# Prompt
Could you copy verbatim every line of the records below, starting with the line that contains "For every instance of the man's hand" and going on through the last line of the records?

# Information given
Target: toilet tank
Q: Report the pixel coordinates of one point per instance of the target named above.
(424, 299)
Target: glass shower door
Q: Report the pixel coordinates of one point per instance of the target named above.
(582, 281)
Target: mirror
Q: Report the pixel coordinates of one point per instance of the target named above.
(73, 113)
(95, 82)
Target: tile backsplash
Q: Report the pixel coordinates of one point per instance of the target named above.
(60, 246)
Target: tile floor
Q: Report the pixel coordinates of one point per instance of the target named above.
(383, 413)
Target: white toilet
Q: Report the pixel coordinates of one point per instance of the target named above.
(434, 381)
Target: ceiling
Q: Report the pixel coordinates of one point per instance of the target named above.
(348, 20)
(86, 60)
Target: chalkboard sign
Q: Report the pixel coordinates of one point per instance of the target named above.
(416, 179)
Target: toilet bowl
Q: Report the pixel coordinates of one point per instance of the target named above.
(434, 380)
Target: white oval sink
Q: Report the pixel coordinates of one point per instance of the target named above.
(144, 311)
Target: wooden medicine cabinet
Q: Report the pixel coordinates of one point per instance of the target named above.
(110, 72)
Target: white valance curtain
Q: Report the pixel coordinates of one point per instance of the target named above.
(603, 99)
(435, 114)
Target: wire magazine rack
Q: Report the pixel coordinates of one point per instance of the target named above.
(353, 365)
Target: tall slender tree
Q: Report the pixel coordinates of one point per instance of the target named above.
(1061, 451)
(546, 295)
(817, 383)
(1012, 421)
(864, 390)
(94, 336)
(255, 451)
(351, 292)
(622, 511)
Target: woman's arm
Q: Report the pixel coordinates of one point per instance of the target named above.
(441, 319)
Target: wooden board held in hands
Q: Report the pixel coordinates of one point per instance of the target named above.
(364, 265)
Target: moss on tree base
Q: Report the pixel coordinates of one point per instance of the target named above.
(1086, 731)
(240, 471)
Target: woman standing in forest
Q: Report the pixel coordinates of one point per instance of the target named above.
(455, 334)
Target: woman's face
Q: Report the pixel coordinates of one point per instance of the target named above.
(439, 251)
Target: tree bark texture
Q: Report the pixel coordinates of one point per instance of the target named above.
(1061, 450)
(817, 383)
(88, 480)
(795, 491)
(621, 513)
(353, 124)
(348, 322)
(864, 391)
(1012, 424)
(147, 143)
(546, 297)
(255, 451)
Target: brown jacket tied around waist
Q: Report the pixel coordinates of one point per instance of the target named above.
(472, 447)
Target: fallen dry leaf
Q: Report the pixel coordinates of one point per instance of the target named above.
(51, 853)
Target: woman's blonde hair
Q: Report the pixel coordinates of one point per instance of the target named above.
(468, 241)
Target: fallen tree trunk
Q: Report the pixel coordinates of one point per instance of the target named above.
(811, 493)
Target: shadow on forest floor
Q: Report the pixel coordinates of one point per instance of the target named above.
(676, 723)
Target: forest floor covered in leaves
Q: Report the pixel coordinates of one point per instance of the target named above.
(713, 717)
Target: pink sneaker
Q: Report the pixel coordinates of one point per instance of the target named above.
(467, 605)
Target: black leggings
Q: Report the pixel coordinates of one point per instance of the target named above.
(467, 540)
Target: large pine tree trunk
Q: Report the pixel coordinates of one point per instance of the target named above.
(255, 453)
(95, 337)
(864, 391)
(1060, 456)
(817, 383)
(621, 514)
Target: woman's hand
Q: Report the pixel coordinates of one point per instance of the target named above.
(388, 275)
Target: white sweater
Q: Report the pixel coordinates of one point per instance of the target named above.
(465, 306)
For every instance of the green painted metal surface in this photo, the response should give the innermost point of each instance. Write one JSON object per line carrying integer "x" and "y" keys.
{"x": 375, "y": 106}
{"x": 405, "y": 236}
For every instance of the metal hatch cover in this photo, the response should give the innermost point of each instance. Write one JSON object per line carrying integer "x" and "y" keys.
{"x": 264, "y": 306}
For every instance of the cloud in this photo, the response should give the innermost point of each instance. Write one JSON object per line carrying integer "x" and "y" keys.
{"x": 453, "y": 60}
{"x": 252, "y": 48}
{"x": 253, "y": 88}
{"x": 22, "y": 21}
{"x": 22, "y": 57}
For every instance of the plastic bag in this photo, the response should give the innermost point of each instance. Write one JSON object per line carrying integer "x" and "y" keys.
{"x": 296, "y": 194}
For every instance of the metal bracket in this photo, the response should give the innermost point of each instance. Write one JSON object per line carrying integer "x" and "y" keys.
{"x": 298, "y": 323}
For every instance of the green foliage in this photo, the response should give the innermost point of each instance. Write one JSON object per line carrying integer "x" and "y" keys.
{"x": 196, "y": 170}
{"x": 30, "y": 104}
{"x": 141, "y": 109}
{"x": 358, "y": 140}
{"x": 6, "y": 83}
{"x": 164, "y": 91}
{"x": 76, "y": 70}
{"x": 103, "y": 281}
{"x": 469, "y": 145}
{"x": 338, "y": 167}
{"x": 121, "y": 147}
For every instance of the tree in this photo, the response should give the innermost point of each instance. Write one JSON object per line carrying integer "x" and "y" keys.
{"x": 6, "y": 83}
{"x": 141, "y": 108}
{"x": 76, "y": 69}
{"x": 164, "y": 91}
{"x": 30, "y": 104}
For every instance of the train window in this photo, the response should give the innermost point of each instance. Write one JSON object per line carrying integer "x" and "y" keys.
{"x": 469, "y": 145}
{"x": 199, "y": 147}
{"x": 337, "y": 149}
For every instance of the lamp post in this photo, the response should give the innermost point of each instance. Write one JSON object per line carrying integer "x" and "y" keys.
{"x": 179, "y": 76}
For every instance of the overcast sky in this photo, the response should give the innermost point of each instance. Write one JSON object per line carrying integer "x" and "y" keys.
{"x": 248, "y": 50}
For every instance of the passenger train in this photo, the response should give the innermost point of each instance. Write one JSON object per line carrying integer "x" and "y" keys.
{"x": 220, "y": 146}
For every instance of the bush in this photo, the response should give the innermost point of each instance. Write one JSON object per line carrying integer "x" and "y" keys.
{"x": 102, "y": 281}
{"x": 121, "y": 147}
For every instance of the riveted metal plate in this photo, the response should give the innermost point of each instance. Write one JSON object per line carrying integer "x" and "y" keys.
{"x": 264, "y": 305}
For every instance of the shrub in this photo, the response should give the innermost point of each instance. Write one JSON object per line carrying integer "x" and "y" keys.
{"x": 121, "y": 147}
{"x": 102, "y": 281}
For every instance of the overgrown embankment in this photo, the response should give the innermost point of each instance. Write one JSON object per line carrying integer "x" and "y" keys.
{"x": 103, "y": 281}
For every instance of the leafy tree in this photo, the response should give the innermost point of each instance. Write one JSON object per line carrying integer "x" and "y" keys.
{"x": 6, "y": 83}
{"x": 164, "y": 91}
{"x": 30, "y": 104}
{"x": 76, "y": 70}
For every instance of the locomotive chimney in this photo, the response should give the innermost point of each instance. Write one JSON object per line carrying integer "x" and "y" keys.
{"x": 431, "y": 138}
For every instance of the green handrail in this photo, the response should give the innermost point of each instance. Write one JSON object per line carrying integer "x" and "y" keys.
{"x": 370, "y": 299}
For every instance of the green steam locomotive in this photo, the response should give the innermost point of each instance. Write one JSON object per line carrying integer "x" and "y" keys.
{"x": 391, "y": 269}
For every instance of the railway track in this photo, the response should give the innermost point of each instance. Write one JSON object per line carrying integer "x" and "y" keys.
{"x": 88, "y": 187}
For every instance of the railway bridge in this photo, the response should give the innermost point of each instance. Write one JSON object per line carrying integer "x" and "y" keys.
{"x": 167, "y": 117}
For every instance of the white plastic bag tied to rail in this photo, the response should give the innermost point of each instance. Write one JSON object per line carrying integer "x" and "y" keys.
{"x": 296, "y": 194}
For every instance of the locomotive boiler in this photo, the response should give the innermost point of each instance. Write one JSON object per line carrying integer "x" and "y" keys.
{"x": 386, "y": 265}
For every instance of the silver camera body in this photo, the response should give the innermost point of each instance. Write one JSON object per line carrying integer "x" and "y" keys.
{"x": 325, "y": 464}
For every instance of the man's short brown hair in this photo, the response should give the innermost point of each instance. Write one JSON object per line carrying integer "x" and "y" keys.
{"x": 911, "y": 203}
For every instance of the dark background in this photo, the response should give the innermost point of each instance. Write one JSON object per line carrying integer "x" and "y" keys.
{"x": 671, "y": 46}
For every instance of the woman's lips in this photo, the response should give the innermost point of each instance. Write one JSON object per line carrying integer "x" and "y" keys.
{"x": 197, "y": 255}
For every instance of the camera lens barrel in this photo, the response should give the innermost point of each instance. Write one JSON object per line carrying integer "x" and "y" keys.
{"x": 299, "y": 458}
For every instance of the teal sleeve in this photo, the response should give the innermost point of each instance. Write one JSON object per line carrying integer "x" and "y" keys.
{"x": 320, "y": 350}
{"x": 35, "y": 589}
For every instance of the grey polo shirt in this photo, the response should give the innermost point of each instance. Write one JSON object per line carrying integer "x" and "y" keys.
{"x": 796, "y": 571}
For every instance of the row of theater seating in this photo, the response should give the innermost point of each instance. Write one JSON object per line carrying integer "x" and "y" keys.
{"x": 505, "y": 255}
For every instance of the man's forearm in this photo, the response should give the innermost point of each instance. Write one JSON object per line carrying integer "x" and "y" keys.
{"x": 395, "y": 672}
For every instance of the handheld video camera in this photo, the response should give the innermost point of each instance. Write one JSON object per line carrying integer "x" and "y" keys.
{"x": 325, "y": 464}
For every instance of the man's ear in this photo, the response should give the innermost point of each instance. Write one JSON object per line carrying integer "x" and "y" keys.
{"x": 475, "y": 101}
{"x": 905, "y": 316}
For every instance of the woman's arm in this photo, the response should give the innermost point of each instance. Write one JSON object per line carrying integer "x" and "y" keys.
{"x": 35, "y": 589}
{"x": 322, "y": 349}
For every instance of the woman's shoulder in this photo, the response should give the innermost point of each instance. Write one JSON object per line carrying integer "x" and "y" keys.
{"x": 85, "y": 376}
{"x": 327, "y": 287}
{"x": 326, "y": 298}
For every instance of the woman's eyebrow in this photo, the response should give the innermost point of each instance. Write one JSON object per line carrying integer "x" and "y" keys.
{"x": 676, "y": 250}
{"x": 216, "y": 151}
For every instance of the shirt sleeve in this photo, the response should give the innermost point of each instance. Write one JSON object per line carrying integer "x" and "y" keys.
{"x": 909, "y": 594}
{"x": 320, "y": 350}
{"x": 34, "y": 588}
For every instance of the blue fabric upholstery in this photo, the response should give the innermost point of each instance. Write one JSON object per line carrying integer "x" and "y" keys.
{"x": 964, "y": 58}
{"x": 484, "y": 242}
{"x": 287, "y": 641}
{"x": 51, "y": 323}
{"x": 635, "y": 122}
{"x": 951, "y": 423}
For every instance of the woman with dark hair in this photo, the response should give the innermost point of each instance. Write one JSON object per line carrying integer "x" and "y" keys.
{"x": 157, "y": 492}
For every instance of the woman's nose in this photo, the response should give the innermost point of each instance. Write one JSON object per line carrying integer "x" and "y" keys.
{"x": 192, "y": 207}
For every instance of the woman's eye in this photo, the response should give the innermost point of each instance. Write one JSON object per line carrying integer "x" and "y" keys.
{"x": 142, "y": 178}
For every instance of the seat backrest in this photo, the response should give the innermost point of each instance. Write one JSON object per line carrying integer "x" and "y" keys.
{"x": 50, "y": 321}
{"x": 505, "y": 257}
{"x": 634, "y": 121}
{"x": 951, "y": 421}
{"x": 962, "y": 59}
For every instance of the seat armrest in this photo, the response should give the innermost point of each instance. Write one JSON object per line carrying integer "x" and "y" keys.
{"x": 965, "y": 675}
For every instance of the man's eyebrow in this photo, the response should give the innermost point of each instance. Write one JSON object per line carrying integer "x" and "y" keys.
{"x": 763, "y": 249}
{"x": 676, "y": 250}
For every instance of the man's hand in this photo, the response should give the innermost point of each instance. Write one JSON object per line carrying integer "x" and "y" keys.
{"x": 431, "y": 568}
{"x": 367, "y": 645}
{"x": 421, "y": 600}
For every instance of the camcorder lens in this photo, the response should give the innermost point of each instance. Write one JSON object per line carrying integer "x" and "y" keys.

# Response for this exercise
For every instance of the man's hand in this photo, the response should give the innermost point of each instance. Write one JSON object per line carrying integer "x" and "y" keys.
{"x": 431, "y": 568}
{"x": 367, "y": 645}
{"x": 421, "y": 600}
For every instance of the camcorder lens in this photo, the response should give the innermost point of each instance. Write one JSON object per line carrying integer "x" and "y" keys.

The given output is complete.